Aim of the task. Your task is to transcribe the records exactly, skipping every image.

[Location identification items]
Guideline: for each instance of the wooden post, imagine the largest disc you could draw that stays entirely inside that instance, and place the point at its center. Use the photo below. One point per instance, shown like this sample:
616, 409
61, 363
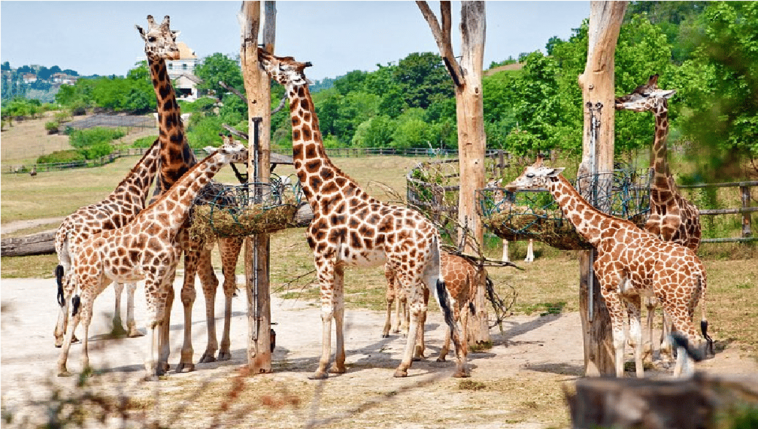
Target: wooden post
472, 141
597, 84
257, 89
745, 196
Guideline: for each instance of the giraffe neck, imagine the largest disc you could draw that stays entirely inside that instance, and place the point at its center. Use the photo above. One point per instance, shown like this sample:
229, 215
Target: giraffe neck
175, 203
176, 156
321, 180
136, 185
660, 164
585, 218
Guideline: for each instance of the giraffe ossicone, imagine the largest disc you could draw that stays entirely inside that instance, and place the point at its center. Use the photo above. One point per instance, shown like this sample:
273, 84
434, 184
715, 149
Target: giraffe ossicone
350, 228
631, 263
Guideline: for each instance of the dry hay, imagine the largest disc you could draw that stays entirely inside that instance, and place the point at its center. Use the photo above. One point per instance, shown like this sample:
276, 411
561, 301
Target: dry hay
210, 221
555, 232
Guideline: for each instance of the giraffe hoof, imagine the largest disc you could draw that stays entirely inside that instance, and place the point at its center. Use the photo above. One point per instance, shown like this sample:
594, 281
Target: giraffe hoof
135, 333
318, 376
183, 367
207, 358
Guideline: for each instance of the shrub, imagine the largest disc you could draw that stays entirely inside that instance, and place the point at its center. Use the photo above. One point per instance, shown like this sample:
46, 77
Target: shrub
61, 156
51, 127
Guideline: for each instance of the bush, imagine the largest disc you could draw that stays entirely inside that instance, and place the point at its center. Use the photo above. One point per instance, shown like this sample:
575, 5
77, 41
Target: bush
61, 156
144, 142
51, 127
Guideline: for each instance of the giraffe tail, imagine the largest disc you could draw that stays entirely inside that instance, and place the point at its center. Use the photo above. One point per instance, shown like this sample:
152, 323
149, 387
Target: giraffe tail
440, 291
709, 349
59, 278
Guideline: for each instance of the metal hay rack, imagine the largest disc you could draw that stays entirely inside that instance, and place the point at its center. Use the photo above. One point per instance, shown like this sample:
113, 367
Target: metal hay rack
521, 215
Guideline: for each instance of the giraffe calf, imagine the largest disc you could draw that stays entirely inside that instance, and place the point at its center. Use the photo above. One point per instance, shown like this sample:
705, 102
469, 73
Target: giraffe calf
461, 279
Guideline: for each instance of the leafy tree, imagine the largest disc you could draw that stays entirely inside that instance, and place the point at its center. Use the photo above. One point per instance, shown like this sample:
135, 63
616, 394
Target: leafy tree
423, 79
219, 67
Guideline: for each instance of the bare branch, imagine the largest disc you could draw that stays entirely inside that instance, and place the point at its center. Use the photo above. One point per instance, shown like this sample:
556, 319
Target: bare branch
443, 38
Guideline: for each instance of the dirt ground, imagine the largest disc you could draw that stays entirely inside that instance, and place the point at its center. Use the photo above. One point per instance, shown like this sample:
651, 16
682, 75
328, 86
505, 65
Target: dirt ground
518, 383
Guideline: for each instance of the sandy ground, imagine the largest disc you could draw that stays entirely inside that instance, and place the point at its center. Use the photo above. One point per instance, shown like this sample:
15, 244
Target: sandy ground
532, 351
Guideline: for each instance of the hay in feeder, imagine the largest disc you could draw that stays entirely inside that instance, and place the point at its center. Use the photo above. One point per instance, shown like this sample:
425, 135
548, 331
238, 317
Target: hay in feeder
209, 220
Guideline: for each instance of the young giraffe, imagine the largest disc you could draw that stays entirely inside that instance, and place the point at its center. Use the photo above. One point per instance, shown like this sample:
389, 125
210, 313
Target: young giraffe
502, 204
672, 217
630, 263
350, 228
115, 211
145, 249
176, 159
461, 280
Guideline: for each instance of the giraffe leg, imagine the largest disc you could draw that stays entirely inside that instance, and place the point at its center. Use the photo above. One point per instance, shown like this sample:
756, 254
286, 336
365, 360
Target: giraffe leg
635, 332
339, 317
118, 329
650, 303
131, 324
530, 252
209, 282
230, 250
325, 270
389, 297
62, 371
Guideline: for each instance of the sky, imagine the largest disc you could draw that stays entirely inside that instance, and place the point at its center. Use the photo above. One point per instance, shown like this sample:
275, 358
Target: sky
98, 37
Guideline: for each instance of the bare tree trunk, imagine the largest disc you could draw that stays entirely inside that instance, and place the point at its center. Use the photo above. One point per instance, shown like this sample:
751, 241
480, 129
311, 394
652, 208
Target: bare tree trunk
257, 89
472, 141
597, 83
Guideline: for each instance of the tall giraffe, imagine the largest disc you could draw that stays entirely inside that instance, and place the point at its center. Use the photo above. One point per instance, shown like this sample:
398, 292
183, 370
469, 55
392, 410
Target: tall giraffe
631, 263
350, 228
672, 217
503, 204
176, 159
116, 210
147, 248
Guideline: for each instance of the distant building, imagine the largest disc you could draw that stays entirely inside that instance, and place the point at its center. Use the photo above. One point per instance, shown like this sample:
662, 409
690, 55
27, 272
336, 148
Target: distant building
64, 79
182, 72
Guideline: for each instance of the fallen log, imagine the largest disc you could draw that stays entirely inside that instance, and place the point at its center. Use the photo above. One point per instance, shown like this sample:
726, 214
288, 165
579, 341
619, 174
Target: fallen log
659, 404
41, 243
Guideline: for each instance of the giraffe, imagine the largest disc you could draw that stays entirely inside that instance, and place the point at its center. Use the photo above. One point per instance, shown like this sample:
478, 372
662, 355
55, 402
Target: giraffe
350, 228
176, 159
115, 211
503, 204
147, 248
672, 217
631, 263
461, 279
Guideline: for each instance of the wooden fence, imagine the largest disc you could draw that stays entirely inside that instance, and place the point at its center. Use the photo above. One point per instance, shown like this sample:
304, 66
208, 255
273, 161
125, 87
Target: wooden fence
744, 210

The solution.
Guideline: for each instance of the wooden post, imagine the largest disc you could draw that stays entirely inside that instance, and place the point at its center. Use the photo below. One point per instance, shown like this sample:
616, 409
61, 363
Target: wooden post
472, 141
597, 84
257, 89
745, 196
Guideline: for each instance of the giraffe neck, imagine the largest disc you could draw that stays entirely inside that instance, and place the point at its center. Use the photo above. One point per instance, shown like this sample:
229, 215
Target: giraffe neck
175, 203
176, 156
321, 180
136, 185
660, 164
585, 218
Guideline: for each instance of the giraffe ossicone, imagine the largest disc you could draw that stays entirely inside that instance, and place the point at its center. Use the photo above. One point per instance, shown like this sample:
273, 84
434, 184
715, 149
Target: giraffe ossicone
350, 228
631, 263
Guideline: for each instance of the dry hay, imagine the largest disc you could draw that stays entirely inside that instance, and place the point at its center. Use the photo above. One point per instance, shown like this sample:
276, 411
561, 301
Target: dry hay
210, 221
555, 232
Guideline: for each instance of the giraffe hoof, imagine the largest disc you could draw that stays entirely inside that instance, and place the point at its center. Use the photo above. One point per instance, shown like this sample:
594, 281
Target: giraffe hoof
135, 333
318, 376
183, 367
207, 358
Guideline: for each instance of the shrub, imagine the largest disc you could draw that stays entirely inside that instance, and place the point at its center. Use the photo above. One point per instance, shown like this sample:
46, 77
Target: shrub
61, 156
51, 127
Guideline: for each instance of the bush, imagine the largest disc you could draw that stays entirely inside that instance, and place the point at its center. Use the photo above. One point per instance, shown like this sample:
575, 5
77, 41
Target: bush
61, 156
144, 142
51, 127
Guideline: for each instance of the giraffe tail, imagine the largest disc you could draw that stays entirely inside that instance, and place the point at its center. Use the photo above. One point per instance, shown like this sample:
152, 323
149, 387
Target: giraffe tail
440, 291
709, 349
59, 278
Guideline: for each instance of the metal hay rack, imagine the largest disc you could draw that stays entirely inside that instance, and place the point at its center. Use the photo above. One point per instance, shown like this sample:
113, 367
Target: metal hay rack
521, 215
Guideline: for each instance of the giraffe calf, imagine the largest disc you could draw that stays entirely inside that instance, and place the point at its center. Use the photo above. One point per instance, shown like this sample:
705, 102
469, 73
Target: giraffe calf
461, 279
Guideline: for each instance of the leafy tree, imagine the largest disc you could draw that stays entirely inside that instance, and place the point at its center. Use the photo above. One point per instance, shown like this sample:
135, 63
616, 394
Target: leafy tree
423, 79
219, 67
Guideline: for each instance of the bare branch, imagine the largest disc you could draw that stays entirely inside that instance, and place the point at its center. Use the photo above. One point per instance, shown like this sample:
556, 319
Target: bare branch
443, 38
Guideline: for each instance of the dirt ground, imagine the largest disc you could draw that stays entirely inside that instance, and place the point at its center. Use the photo above. One point per instance, shown like this sample:
651, 16
682, 75
328, 86
505, 65
Target: dirt ground
518, 383
Guideline: for each instance of the sandy ground, imagine the largest disc you could draw that stays entirely inside that instance, and place the point at its center. Use the photo above. One point per instance, shown like this sample:
15, 244
Target: sandy ground
532, 351
Guideline: for each instance of the hay in feeder, imagine the largest disc you could draw that stays entirely inside that instance, and place the point at its center. Use the photo above. One point per instance, shown like this sample:
425, 135
548, 331
238, 317
Target: hay in feeder
209, 220
Guideline: for each instance of the young giraffe, imagine the largest disc you could draw that stays entirely inside that instance, and place the point at its center. Use the photo above. One point per instance, shown like this sample:
389, 125
210, 313
Target: young giraffe
502, 204
672, 217
630, 263
350, 228
115, 211
145, 249
176, 159
461, 280
Guideline: for each instance of the giraffe leg, imagine the largest disc you could draw that stays entirely inside that instance, and place the point at its center. Use the photo above. One point per instance, shown like this sample:
756, 254
286, 336
365, 360
Target: giraffe leg
635, 332
339, 317
118, 329
650, 303
131, 324
530, 252
209, 282
230, 250
325, 270
389, 297
62, 371
Guideline: for each instance of the sky, imagine the largest disc you could draw that stays entirely inside that instance, and place the point at its center. Use the photo above. One point per instance, shown like this sample:
275, 358
Target: sky
98, 37
Guideline: for each instance of the bare tree trunk, imagine the largest disc you could draw that stays entirely inside that instance, and place the point at its center. Use the photo above. One point per instance, shown like this sample:
751, 241
480, 129
311, 394
652, 208
Target: bare tree trunk
257, 89
472, 141
597, 83
Guideline: for each instance of the tall giraffe, imagine the largest disc you could draw that stays entirely inside that instance, and place the point at its center. Use the photo above. One point per instance, shown like this sample:
398, 292
183, 370
469, 55
392, 410
Target: tall giraffe
631, 263
350, 228
672, 217
503, 204
176, 159
116, 210
147, 248
Guideline: for each instance of the distant building, imagine the largest disc you could draw that stays entirely inside that instance, and place the point at its center. Use the photo above. One point per instance, shown like this sample:
662, 409
690, 55
27, 272
336, 148
Target: distant building
64, 79
182, 72
Guideline: for each instance of the fallen log, imagine the largest disc you could draw that stays entirely inside that instance, and place the point at its center. Use the photo above. One point per instance, shown like this sample:
726, 214
288, 165
579, 341
619, 174
Target: fallen log
659, 404
41, 243
Guideline: for each instance of the giraffe, imagine the largest disc you could draw that stays entirely inside that instance, and place the point at its center. Use the photo above. One point per instance, shown like this sample:
478, 372
662, 355
55, 402
Target: giraffe
350, 228
176, 159
115, 211
503, 204
147, 248
672, 217
631, 263
461, 279
Guideline: for each instance of the wooden fence, imagine the largest disc you could draw that stays entirely inside that instance, and place the point at its center. Use the photo above. One point per instance, shown like this sample:
304, 66
208, 255
273, 161
125, 87
Target: wooden fence
744, 210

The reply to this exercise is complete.